## INSTRUCTIONS FOR THE TASK
Show each line of the entries below in which the word "dropping" appears.

## EXERCISE INPUTS
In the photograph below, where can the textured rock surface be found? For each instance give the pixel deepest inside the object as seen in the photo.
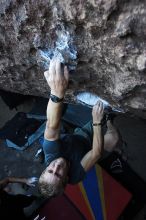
(111, 42)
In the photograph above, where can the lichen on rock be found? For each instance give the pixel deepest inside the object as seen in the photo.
(110, 38)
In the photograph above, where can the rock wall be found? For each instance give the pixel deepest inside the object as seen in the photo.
(110, 36)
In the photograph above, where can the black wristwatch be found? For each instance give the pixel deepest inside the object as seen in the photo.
(55, 99)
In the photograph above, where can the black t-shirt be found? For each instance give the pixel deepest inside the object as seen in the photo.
(72, 148)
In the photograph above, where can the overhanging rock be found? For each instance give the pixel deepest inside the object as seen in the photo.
(110, 39)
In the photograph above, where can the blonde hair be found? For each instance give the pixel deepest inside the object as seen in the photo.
(48, 190)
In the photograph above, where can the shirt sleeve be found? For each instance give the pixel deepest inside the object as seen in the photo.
(51, 150)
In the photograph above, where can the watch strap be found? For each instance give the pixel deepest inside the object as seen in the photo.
(55, 99)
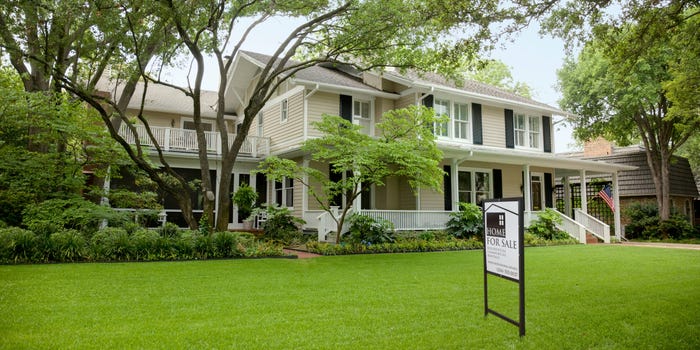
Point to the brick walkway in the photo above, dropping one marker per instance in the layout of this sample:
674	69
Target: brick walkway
301	254
663	245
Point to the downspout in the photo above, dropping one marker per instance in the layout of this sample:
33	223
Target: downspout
306	111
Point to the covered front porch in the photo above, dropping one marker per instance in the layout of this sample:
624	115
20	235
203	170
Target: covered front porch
476	175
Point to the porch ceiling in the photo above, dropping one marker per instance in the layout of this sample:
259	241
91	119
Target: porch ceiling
563	166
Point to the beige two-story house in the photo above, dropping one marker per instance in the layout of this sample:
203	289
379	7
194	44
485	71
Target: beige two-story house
496	144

## TASK OUTPUT
Point to the brick walkway in the photo above, dropping one marker per instance in the layout of this sample:
Point to the downspout in the photo above, dropping one marker per instance in the layout of this sample:
Point to the covered front porch in the photo above, dropping one marker per instance in the layout of this sample:
Point to the porch ceiling in the photo above, dropping one marker per instance in the layout of this sample:
Point to the beige two-story house in the photo above, dropping one marker per instance in the layout of this sample:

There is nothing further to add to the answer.